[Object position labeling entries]
>>>
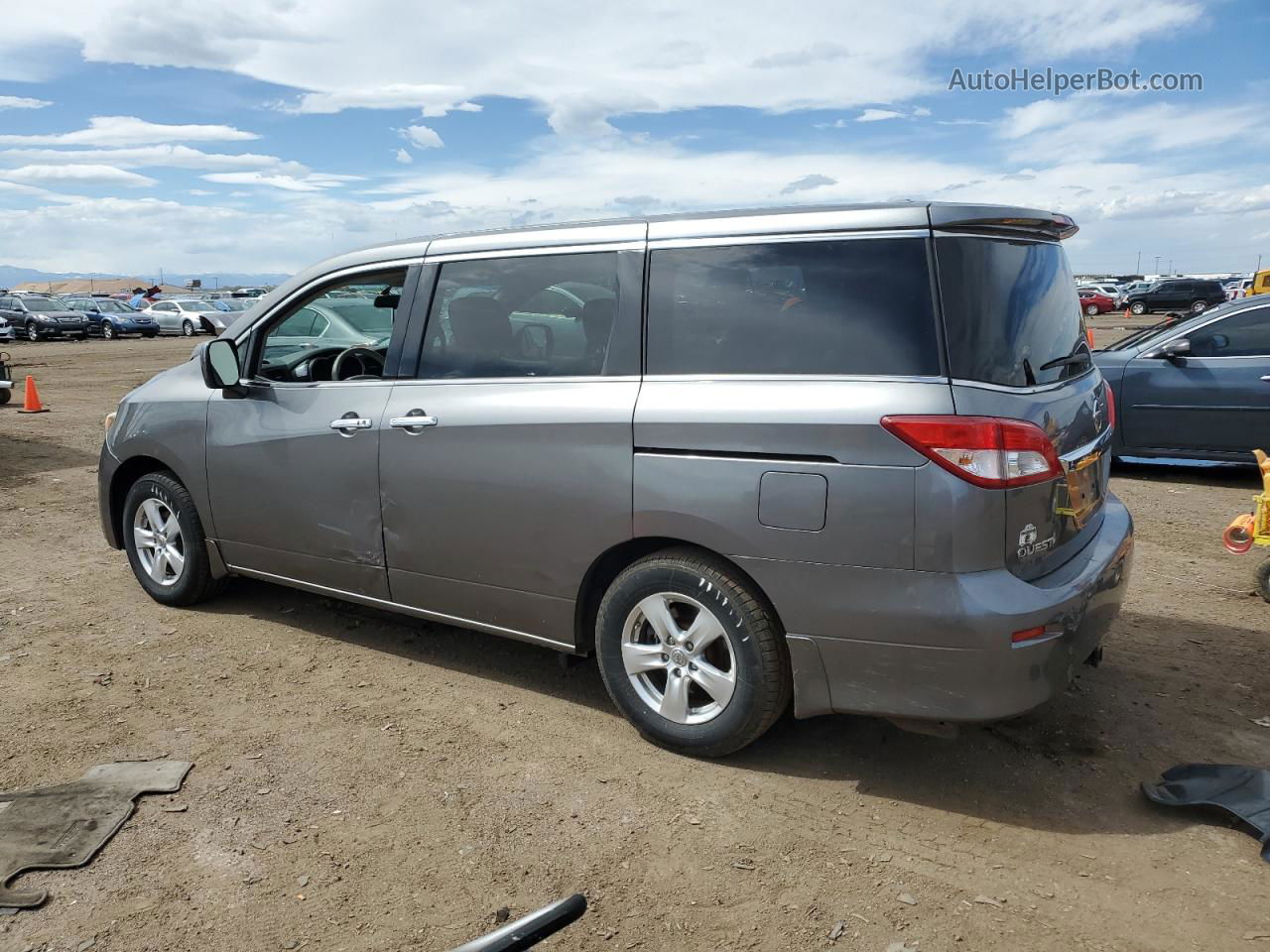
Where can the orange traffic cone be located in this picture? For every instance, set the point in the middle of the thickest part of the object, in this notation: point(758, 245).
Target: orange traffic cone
point(31, 404)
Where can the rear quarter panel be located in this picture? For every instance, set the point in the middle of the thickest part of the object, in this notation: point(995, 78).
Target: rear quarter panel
point(167, 419)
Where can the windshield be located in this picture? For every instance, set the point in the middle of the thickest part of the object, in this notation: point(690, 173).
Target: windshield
point(1010, 308)
point(1173, 324)
point(45, 303)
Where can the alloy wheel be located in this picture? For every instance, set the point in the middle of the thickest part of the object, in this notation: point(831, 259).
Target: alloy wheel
point(160, 544)
point(679, 657)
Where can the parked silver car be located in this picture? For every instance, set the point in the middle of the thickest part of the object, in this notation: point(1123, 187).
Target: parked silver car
point(189, 316)
point(721, 462)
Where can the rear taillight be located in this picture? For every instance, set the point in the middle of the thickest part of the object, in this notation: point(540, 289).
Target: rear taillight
point(987, 451)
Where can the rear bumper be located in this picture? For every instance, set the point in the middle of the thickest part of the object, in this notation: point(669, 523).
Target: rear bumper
point(938, 647)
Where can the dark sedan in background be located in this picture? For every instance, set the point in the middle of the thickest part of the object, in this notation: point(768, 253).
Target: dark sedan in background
point(112, 318)
point(1194, 389)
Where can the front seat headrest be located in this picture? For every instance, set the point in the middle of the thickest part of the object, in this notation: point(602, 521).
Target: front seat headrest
point(480, 324)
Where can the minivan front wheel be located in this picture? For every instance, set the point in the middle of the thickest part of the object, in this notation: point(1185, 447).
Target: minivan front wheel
point(691, 655)
point(166, 542)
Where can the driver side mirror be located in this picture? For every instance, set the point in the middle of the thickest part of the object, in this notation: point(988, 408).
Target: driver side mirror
point(1173, 350)
point(220, 365)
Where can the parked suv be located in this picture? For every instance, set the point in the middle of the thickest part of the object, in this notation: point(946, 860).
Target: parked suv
point(39, 316)
point(701, 448)
point(1178, 295)
point(113, 318)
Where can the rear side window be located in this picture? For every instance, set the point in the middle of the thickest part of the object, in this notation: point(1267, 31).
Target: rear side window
point(1243, 334)
point(1010, 307)
point(545, 315)
point(858, 306)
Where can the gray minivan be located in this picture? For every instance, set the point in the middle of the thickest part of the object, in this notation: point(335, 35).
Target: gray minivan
point(853, 456)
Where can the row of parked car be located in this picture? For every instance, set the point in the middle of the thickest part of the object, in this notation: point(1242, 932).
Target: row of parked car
point(42, 316)
point(1191, 295)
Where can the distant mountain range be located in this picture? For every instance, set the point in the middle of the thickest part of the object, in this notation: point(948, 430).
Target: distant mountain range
point(10, 276)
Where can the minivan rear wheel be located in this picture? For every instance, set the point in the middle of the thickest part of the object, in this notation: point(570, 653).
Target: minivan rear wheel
point(691, 654)
point(166, 542)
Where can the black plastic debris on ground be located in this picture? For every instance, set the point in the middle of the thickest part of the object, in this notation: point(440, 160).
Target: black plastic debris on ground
point(64, 826)
point(1243, 791)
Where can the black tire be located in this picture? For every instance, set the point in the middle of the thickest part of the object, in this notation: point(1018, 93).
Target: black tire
point(753, 644)
point(194, 581)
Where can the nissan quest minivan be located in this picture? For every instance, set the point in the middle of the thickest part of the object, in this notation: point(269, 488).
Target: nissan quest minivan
point(851, 458)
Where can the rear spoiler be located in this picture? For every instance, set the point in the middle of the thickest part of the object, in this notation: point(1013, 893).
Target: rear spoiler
point(1001, 220)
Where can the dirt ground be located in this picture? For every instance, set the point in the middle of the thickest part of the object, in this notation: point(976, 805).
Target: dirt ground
point(365, 782)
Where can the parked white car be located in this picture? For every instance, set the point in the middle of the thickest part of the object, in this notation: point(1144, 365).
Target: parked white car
point(1114, 291)
point(187, 316)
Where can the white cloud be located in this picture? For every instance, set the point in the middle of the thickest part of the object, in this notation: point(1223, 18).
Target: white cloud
point(22, 103)
point(171, 157)
point(574, 64)
point(808, 181)
point(313, 181)
point(430, 98)
point(80, 175)
point(422, 137)
point(130, 131)
point(879, 114)
point(1110, 126)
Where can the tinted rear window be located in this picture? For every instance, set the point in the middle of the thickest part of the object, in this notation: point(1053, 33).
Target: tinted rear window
point(1008, 308)
point(860, 306)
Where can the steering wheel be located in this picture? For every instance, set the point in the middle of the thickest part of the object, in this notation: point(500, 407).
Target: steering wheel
point(370, 365)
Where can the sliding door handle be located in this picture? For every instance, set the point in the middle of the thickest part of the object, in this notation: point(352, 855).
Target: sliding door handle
point(348, 424)
point(413, 421)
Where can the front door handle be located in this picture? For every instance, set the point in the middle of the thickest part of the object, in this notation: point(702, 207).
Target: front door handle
point(350, 422)
point(413, 421)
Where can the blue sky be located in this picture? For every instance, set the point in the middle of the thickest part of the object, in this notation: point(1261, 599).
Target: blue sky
point(263, 135)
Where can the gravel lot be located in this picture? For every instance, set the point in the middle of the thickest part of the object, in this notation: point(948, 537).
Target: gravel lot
point(365, 782)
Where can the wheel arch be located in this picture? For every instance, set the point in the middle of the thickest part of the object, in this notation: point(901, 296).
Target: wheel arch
point(611, 563)
point(121, 481)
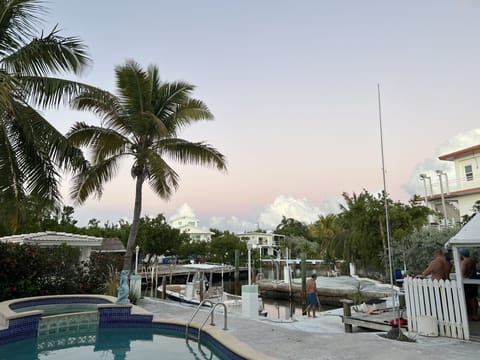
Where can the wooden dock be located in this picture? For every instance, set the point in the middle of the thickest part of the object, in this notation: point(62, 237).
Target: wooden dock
point(328, 296)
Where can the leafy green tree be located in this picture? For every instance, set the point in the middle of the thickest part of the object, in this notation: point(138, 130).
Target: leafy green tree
point(31, 149)
point(142, 123)
point(292, 227)
point(326, 231)
point(156, 237)
point(363, 218)
point(417, 249)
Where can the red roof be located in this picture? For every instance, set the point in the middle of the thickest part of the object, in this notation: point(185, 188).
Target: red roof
point(460, 153)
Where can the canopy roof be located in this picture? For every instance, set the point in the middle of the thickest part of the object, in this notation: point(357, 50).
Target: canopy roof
point(469, 234)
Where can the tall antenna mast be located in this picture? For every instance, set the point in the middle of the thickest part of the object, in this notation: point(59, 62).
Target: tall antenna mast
point(387, 220)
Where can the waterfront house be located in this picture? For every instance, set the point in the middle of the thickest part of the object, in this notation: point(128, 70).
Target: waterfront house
point(454, 197)
point(86, 243)
point(267, 243)
point(190, 226)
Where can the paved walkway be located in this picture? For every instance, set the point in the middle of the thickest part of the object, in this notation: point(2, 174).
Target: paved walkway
point(321, 338)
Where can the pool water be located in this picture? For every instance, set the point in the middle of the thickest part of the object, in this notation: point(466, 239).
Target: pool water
point(119, 343)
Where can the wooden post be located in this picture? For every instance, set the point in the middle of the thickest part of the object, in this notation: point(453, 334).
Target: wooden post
point(303, 266)
point(347, 314)
point(164, 287)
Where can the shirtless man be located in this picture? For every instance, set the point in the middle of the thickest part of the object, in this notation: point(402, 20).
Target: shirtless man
point(439, 267)
point(312, 302)
point(469, 271)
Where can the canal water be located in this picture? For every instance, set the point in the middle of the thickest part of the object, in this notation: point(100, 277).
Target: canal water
point(276, 309)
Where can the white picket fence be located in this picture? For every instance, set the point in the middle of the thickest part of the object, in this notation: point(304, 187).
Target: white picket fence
point(442, 300)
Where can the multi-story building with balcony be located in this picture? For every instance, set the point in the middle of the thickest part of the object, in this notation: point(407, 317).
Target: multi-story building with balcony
point(190, 226)
point(454, 197)
point(267, 243)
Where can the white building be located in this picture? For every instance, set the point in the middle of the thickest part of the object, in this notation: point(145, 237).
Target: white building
point(455, 197)
point(189, 225)
point(268, 243)
point(87, 244)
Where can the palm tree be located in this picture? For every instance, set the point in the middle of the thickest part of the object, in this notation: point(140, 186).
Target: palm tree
point(31, 149)
point(142, 123)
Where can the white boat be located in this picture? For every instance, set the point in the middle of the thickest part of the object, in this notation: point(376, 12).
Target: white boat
point(198, 287)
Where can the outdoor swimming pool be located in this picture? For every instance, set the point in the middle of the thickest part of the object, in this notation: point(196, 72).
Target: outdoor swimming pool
point(118, 343)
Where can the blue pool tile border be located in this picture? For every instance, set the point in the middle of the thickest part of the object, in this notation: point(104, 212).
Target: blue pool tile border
point(58, 300)
point(121, 316)
point(20, 329)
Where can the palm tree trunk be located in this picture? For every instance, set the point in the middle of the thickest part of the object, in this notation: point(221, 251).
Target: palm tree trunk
point(132, 237)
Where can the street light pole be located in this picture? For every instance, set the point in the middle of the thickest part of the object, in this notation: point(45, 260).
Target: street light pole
point(424, 177)
point(249, 252)
point(137, 248)
point(440, 173)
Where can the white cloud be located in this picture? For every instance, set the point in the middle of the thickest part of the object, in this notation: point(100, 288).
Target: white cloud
point(232, 223)
point(298, 209)
point(184, 210)
point(429, 166)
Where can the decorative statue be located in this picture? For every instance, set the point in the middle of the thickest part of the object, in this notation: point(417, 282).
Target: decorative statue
point(122, 297)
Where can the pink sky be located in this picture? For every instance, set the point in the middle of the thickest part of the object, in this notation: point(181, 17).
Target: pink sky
point(293, 87)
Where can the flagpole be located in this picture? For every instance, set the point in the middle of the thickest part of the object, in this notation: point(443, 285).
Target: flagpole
point(387, 220)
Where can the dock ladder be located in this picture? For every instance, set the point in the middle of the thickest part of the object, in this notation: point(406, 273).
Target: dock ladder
point(210, 315)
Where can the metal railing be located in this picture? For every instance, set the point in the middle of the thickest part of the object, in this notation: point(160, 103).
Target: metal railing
point(210, 315)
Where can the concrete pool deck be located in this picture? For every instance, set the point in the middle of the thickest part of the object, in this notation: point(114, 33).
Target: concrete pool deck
point(319, 338)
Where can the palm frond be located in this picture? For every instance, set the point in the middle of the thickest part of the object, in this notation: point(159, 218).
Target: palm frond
point(104, 142)
point(51, 54)
point(188, 112)
point(18, 21)
point(90, 181)
point(134, 88)
point(163, 179)
point(187, 152)
point(49, 91)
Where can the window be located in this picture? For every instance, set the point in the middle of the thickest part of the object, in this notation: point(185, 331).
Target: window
point(469, 172)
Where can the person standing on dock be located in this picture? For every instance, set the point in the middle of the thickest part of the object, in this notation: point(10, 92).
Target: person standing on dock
<<<
Format the records as a JSON list of strings, one string per line with blank lines dropped, beginning at the line containing "Where can the dirt" and continuing through the line containing "point(1110, 126)".

■ RESPONSE TO THIS EXERCISE:
[
  "Where can the dirt ground be located in this picture? For every instance, set the point in the middle of the thickest part of the object, in this notation: point(976, 805).",
  "Target: dirt ground",
  "point(365, 782)",
  "Where can the parked white car be located in this picture? For every instance, set the point in the middle of the thickest part of the object, in this notation: point(1144, 365).",
  "Target: parked white car",
  "point(1114, 291)",
  "point(187, 316)",
  "Where can the white cloud be located in this picture? For every instance, set the point in the middle of the thickest part of the object, in this notation: point(1223, 18).",
  "Target: white cloud",
  "point(22, 103)",
  "point(171, 157)",
  "point(574, 64)",
  "point(808, 181)",
  "point(313, 181)",
  "point(430, 98)",
  "point(80, 175)",
  "point(422, 137)",
  "point(130, 131)",
  "point(879, 114)",
  "point(1110, 126)"
]